Task instructions
Leave out the pictures, then reproduce the rest of the material exactly.
>> begin Given data
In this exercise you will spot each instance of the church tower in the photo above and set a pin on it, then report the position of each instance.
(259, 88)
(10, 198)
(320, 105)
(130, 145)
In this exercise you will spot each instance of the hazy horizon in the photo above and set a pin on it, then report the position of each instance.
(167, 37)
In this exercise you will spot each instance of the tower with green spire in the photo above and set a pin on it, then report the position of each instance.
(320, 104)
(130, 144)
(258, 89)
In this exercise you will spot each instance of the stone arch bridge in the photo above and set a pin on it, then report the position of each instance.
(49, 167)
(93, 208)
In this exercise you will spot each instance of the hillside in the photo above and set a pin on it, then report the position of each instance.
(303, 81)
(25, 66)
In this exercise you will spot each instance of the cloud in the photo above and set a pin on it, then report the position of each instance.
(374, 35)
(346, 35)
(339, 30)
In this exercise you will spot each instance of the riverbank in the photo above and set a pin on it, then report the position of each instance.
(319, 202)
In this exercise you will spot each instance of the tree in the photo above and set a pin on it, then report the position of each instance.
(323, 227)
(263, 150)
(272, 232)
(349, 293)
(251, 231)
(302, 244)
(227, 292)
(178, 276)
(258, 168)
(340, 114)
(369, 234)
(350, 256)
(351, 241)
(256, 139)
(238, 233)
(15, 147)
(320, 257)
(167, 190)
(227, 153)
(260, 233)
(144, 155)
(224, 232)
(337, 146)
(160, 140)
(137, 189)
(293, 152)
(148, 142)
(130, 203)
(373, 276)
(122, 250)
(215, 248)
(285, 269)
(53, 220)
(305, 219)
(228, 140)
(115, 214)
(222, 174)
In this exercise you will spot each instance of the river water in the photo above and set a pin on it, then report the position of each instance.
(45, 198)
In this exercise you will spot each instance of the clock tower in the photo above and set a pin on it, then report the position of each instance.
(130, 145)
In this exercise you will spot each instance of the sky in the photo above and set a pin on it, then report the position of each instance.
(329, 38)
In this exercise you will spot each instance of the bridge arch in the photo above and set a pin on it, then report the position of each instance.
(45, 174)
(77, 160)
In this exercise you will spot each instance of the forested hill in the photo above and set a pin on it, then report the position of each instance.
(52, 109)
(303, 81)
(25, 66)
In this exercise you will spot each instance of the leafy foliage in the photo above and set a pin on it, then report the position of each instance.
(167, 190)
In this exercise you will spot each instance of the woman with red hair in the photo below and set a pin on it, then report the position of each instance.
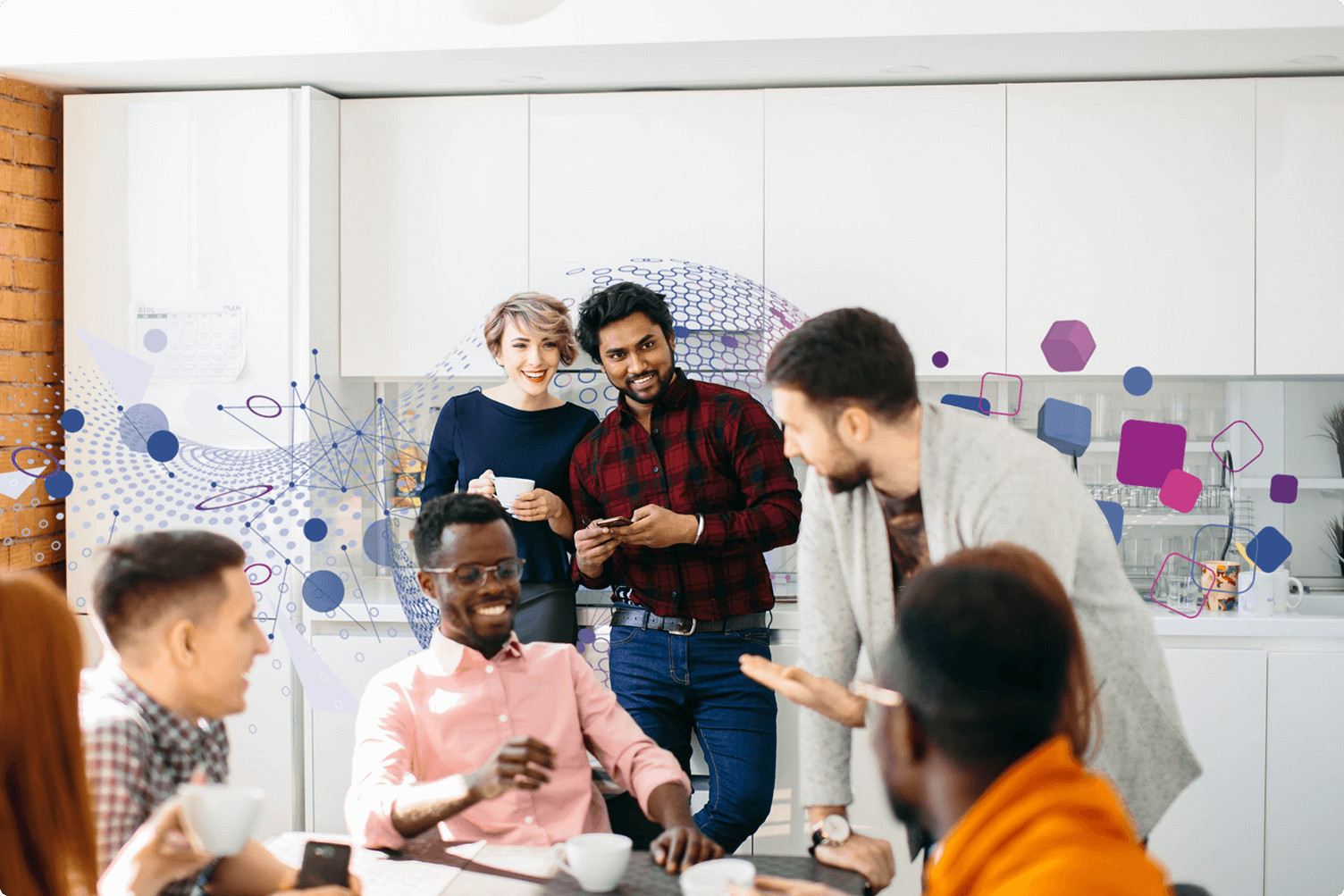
(46, 826)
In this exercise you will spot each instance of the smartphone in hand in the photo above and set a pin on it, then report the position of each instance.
(324, 866)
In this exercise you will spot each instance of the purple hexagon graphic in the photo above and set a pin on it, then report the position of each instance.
(1067, 346)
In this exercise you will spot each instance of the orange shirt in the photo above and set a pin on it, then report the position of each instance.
(1046, 826)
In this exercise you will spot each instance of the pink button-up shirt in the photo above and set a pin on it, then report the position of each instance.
(445, 711)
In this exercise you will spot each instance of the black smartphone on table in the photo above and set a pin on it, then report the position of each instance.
(324, 866)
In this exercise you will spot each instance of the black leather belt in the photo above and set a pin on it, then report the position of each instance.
(637, 618)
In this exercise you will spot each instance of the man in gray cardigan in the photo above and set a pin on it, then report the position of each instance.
(896, 484)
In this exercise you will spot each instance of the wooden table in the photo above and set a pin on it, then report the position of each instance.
(429, 867)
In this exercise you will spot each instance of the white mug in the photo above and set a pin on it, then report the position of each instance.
(221, 817)
(1282, 581)
(596, 861)
(712, 877)
(508, 490)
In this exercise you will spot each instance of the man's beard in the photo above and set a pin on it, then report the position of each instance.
(658, 397)
(850, 479)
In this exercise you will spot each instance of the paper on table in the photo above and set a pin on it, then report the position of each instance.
(378, 874)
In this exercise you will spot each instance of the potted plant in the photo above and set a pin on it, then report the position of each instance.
(1332, 427)
(1335, 533)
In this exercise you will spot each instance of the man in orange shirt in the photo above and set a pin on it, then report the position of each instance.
(970, 747)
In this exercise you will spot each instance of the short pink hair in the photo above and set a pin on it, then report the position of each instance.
(542, 316)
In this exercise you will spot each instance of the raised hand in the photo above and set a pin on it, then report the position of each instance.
(484, 484)
(656, 527)
(519, 762)
(593, 547)
(820, 695)
(536, 506)
(680, 847)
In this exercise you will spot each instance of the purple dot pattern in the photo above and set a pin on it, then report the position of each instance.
(725, 327)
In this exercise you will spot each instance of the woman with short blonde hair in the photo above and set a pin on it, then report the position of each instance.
(519, 430)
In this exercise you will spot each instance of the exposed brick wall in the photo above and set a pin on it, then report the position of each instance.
(31, 312)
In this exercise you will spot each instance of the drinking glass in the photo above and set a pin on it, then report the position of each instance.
(1176, 408)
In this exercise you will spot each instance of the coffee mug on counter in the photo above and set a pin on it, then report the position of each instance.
(596, 861)
(508, 490)
(221, 817)
(1219, 582)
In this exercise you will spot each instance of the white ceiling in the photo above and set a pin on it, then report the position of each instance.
(405, 47)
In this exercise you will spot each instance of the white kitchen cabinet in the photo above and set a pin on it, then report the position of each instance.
(1214, 833)
(1304, 795)
(433, 226)
(893, 199)
(1298, 226)
(197, 200)
(355, 660)
(643, 181)
(1132, 208)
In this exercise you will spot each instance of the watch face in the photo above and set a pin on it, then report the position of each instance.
(835, 828)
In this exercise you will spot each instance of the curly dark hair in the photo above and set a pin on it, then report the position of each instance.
(847, 356)
(441, 512)
(616, 303)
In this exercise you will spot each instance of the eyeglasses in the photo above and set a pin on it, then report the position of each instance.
(472, 575)
(875, 693)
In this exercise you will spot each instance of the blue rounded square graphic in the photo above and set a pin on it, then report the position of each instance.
(1064, 426)
(1114, 515)
(1269, 548)
(970, 402)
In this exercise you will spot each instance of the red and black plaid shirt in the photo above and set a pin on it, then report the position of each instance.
(712, 450)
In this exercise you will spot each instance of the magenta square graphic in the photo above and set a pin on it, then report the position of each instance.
(1180, 490)
(1148, 452)
(1016, 406)
(1282, 488)
(1213, 446)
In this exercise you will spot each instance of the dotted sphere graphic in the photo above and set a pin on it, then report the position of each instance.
(323, 591)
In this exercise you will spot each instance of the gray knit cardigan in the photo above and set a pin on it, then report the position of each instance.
(980, 482)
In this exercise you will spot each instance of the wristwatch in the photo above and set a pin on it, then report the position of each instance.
(832, 831)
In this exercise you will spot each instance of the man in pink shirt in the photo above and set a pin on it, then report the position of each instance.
(487, 736)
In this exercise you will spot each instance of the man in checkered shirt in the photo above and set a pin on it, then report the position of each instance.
(178, 608)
>> end Given data
Full answer
In this exercise you will spot each instance of the church tower in the photo above and set a pin on it, then report the position of each instance.
(259, 88)
(10, 198)
(320, 105)
(130, 145)
In this exercise you will spot each instance of the hazy horizon in the photo above and set a pin on it, then report the position of each instance.
(167, 37)
In this exercise you will spot each instance of the tower with green spire in the photo above and set a pin on it, then report the position of each instance.
(320, 104)
(130, 144)
(258, 89)
In this exercise you will spot each instance of the stone arch bridge in the photo above and set a pin on it, then report the position of each instance.
(49, 167)
(93, 208)
In this exercise you will spot each instance of the hillside in the photo above and set a pin on it, then report the position of each instance.
(303, 81)
(25, 66)
In this exercise you will spot each instance of the cloud in the photo above and set a pin on it, then report the position of each instance.
(374, 35)
(346, 35)
(339, 30)
In this exercise you will spot each instance of the riverbank in the photo above and set a pin on it, then report the position of each instance.
(319, 202)
In this exercise you will spot each instance of the tree in the photo above and set a pin on it, then report the position of each instance.
(323, 227)
(263, 150)
(272, 232)
(349, 293)
(251, 231)
(302, 244)
(227, 292)
(178, 276)
(258, 168)
(340, 114)
(369, 234)
(350, 256)
(351, 241)
(256, 139)
(238, 233)
(15, 147)
(320, 257)
(167, 190)
(227, 153)
(260, 233)
(144, 155)
(224, 232)
(337, 146)
(160, 140)
(137, 189)
(293, 152)
(148, 142)
(130, 203)
(373, 276)
(122, 250)
(215, 248)
(285, 269)
(53, 220)
(305, 219)
(228, 140)
(115, 214)
(222, 174)
In this exercise you will spot each instance of the river water in the photo above and set a pin on it, then report the position of each instance.
(45, 198)
In this exercise you will spot each instance of the clock tower in the photo above and set a pin on it, then report the position of each instance.
(130, 145)
In this exercise you will spot each instance of the sky in the photo above and set a pin on it, then report the position of each instance.
(329, 38)
In this exercise you will spot each instance of the bridge arch in the photo above and set a pin on it, then report the position of each instance.
(45, 174)
(77, 160)
In this exercise you will spot each instance of the forested hill in the photo above and set a pin on it, then report the position of each instance.
(52, 109)
(303, 81)
(25, 66)
In this exercise you will spot each instance of the leafy foliage in the photo above and set a pin on it, then report the position of each instance.
(167, 190)
In this exercise you will spot each instance of the woman with red hair in the photo below and set a pin on it, then report the position of each instance.
(46, 826)
In this exercise you will spot each instance of the smartphone in hand in the photo above and set a pin on it, then report the position of each instance.
(324, 866)
In this exercise you will spot each instance of the purple hexagon graphic in the photo above and set a pin on it, then report the position of each instance.
(1067, 346)
In this exercise you will spot each instance of the orange shirt in the photo above and set a pin on it, then report the position of each instance.
(1046, 826)
In this exercise you will spot each instance of the pink button-up shirt in the photo above and set a pin on it, then report the position of each instance.
(445, 711)
In this exercise you will spot each instance of the black smartphone on table in the photo above and set a pin on it, then report the position of each instance.
(324, 866)
In this exercise you will spot each instance of the black leather belt in the photo above and set a pin on it, then report the position of each instance.
(637, 618)
In this exercise you will spot each instance of the man in gray cardigan in the photo above and set a pin on it, then report the position of each instance.
(896, 484)
In this exercise you will spot each instance of the wooden table in the photo above and set a pin on it, then report the position of each instance.
(429, 867)
In this exercise you will spot each instance of the white mug in the photo above and set a pin on it, then report the position of each instance.
(221, 817)
(1282, 581)
(596, 861)
(712, 877)
(508, 490)
In this exercise you will spot each instance of the man's beard in the photo above and set a pin on it, then report the position of each instance.
(658, 397)
(850, 479)
In this exercise you will spot each instance of the paper on table in the photo above and set a pin on it, then report the position of each instance.
(378, 874)
In this exercise you will spot each instance of the potted plant in the photo above and set a pin on it, then report the position of each instance.
(1332, 427)
(1335, 533)
In this exercise you will spot each instance of the man in orange shirt in the photo above and set a pin on it, then report the position of each instance.
(970, 747)
In this exercise you will spot each instance of the short pink hair in the photo above and set a pin on it, then report the position of each instance.
(542, 316)
In this exercise you will spot each instance of the raised hand in the photo above and set a pin on it, then report the position of each instance.
(484, 484)
(656, 527)
(519, 762)
(593, 547)
(820, 695)
(536, 506)
(680, 847)
In this exercise you will spot each instance of the purple dot pattern in the photo above and set a pin on it, then report the position of each instance.
(725, 327)
In this exercise you will spot each instance of the woman with short blonde hair in the photo above and set a pin on it, then report the position of each instance.
(519, 430)
In this exercise you will spot each instance of the exposed brick wall in the photo above and set a pin on it, then report the position of each instance.
(31, 312)
In this exercise you will spot each instance of the drinking glass in the photo above and set a pin on it, then report the position of each instance.
(1176, 408)
In this exercise you will spot each instance of the coffee mug on counter in the photo above and set a pin on it, then report the position of each instance.
(596, 861)
(508, 490)
(221, 817)
(1219, 582)
In this exercise you will spot each instance of the white ceiling in the photo above and set a pin on it, then report the position of each instance.
(405, 47)
In this exercise you will spot each instance of the white kitchen cabinet in the photo above and set a pin on it, then report the position of each instance.
(1214, 833)
(1304, 795)
(433, 226)
(893, 199)
(1298, 226)
(197, 200)
(355, 660)
(643, 181)
(1132, 208)
In this exercise you will spot each instance of the watch face in the photo above and set a pin on it, then report the position of each instance.
(835, 828)
In this exercise you will spot each instance of the curly dark hair in the photo above and set a pin on it, then report the position of each instance.
(847, 356)
(441, 512)
(616, 303)
In this exercise you will spot each instance of the eyeglasses in the photo above and set a pin on it, then report the position of each instance.
(472, 575)
(875, 693)
In this exercise you will spot each instance of the blue rounded square graphic in the photo above and set a pin on it, then report the position of each instance.
(1064, 426)
(1114, 515)
(1269, 548)
(970, 402)
In this exercise you will spot each instance of the red and black plaid shirt in the photo above and set a pin on it, then report the position of each instance.
(712, 450)
In this exercise you will spot each instance of the magenta square graphic in the photo above and set a pin on it, then report the position of each instance.
(1180, 490)
(1148, 452)
(1016, 406)
(1282, 488)
(1213, 446)
In this exercise you will spot each instance of the dotted sphere graphic in the photo above and set a pin on it, then report the position of each instance.
(323, 591)
In this exercise you will spot each instance of the gray knit cardigan in the photo above and set a pin on it, then report the position of each instance.
(980, 482)
In this exercise you will spot each instance of the wristwatch in the photo above and set a pin on it, then report the position of each instance.
(832, 831)
In this exercise you will spot each instance of the man in pink shirt in the photo above and set a pin on it, then report the position of each instance.
(487, 736)
In this exercise you will spot each instance of the man in checkered shirt in the photo above and set a pin on it, then report the position of each instance.
(178, 608)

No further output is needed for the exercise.